> Short exercise:
Reproduce each of the items below verbatim, without altering a single character.

:::::

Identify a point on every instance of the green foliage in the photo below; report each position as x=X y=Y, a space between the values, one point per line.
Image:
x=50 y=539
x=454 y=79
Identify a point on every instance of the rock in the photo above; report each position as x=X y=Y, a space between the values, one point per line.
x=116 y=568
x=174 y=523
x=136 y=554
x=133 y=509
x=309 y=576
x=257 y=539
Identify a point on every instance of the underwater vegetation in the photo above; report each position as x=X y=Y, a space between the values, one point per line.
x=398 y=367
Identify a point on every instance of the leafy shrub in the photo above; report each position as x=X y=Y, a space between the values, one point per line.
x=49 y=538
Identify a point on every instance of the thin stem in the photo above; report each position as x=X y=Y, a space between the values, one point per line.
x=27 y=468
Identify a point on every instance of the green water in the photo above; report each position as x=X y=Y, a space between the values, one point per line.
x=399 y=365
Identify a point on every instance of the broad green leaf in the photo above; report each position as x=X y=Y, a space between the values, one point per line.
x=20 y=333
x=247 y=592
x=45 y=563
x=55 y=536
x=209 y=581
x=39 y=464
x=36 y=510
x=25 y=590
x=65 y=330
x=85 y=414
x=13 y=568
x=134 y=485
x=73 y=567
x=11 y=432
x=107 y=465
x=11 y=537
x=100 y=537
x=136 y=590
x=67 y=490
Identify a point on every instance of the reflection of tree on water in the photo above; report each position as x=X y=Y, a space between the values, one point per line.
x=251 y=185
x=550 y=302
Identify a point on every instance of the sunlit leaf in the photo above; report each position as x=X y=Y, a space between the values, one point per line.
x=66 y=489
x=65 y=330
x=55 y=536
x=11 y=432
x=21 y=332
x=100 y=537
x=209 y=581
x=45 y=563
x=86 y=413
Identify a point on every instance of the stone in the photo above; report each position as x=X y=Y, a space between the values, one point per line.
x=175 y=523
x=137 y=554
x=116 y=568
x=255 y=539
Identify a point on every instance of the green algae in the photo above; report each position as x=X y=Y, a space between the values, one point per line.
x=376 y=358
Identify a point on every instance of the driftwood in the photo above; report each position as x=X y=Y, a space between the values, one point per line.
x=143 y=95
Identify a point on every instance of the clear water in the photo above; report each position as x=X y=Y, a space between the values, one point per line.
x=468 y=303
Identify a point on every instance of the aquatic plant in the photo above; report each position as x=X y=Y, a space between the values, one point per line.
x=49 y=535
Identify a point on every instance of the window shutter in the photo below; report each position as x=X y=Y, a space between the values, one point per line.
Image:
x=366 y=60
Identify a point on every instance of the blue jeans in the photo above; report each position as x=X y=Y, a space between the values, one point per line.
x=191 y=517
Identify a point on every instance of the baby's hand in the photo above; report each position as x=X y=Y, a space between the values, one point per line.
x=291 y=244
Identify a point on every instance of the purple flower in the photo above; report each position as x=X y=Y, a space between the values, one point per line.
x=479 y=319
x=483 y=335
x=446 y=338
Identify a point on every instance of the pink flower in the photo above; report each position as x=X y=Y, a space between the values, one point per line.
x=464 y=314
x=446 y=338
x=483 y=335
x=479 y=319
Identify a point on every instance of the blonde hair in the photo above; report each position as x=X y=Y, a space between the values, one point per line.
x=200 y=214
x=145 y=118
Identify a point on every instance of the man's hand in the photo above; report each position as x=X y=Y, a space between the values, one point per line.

:::::

> Solution to this exercise:
Identify a point on every instance of the green foliage in the photo below; report each position as x=X y=Y, a space between the values, one point per line.
Image:
x=50 y=539
x=454 y=79
Identify a point on every instance of the rock in the photo above; report each position as x=X y=Y, a space between the values, one point per line.
x=116 y=568
x=174 y=523
x=136 y=554
x=133 y=509
x=309 y=576
x=257 y=539
Identify a point on every instance of the underwater vegetation in the photo above; report each position as x=X y=Y, a space between the values, one point per line.
x=398 y=367
Identify a point on every instance of the leafy shrub in the photo above; report each position as x=X y=Y, a space between the values, one point per line.
x=49 y=538
Identify a point on every instance of the thin stem in the photo above; report each position as x=X y=Y, a space between the values, one point per line.
x=27 y=468
Identify a point on every instance of the green water in the photo above; report each position as x=X y=Y, a space between the values, one point per line.
x=399 y=365
Identify a point on every instance of the broad green leaf in the photo above; report each position as x=X y=Y, a space between the values, one point per line.
x=20 y=333
x=247 y=592
x=45 y=563
x=55 y=536
x=209 y=581
x=39 y=464
x=36 y=510
x=25 y=590
x=65 y=330
x=85 y=414
x=13 y=568
x=134 y=485
x=73 y=567
x=11 y=432
x=107 y=465
x=11 y=537
x=100 y=537
x=136 y=590
x=67 y=490
Identify a point on every instance of the reflection of tree on water in the photo above; report each position as x=X y=Y, a space between the values, one point per line.
x=251 y=185
x=550 y=302
Identify a point on every instance of the sunlit leaf in the photo above; report each position as x=X y=Y, a space between the values, one point per line.
x=66 y=489
x=65 y=330
x=55 y=536
x=11 y=432
x=21 y=332
x=100 y=537
x=209 y=581
x=45 y=563
x=86 y=413
Identify a point on every instance of the stone in the photo above; report each position as x=X y=Y, a space between the values, one point per line.
x=175 y=523
x=137 y=554
x=116 y=568
x=255 y=539
Identify a point on every instance of the green algae in the photo above; report each position as x=X y=Y, a space between the values, one point per line.
x=376 y=358
Identify a point on every instance of the driftwood in the photo above; report each position as x=X y=Y, a space between the values, one point per line.
x=143 y=95
Identify a point on every instance of the clear water in the photo above; report each position as x=X y=Y, a space between the values, one point per line.
x=468 y=303
Identify a point on every instance of the aquatic plant in the photo above; report each position as x=X y=Y, a space between the values, one point per line.
x=49 y=535
Identify a point on every instance of the window shutter in the photo below; report each position as x=X y=Y, a space between the values, one point per line.
Image:
x=366 y=60
Identify a point on every instance of the blue jeans in the photo above; report each position as x=X y=Y, a space between the values, one point per line.
x=191 y=517
Identify a point on every instance of the baby's hand in the photo above; report each position as x=X y=Y, a space between the values, one point per line.
x=291 y=244
Identify a point on every instance of the purple flower in the photo above; report each position as x=X y=Y, a space between the values, one point per line.
x=479 y=319
x=483 y=335
x=446 y=338
Identify a point on every instance of the pink flower in the photo above; report each position as x=X y=Y, a space between the values, one point per line.
x=464 y=314
x=446 y=338
x=483 y=335
x=479 y=319
Identify a point on every instance of the blonde hair in the photo above; report each position as x=X y=Y, a space between the values, one point per line.
x=200 y=214
x=145 y=118
Identify a point on every instance of the man's hand in the photo above; report each position as x=X y=Y, a space between the values, one point per line.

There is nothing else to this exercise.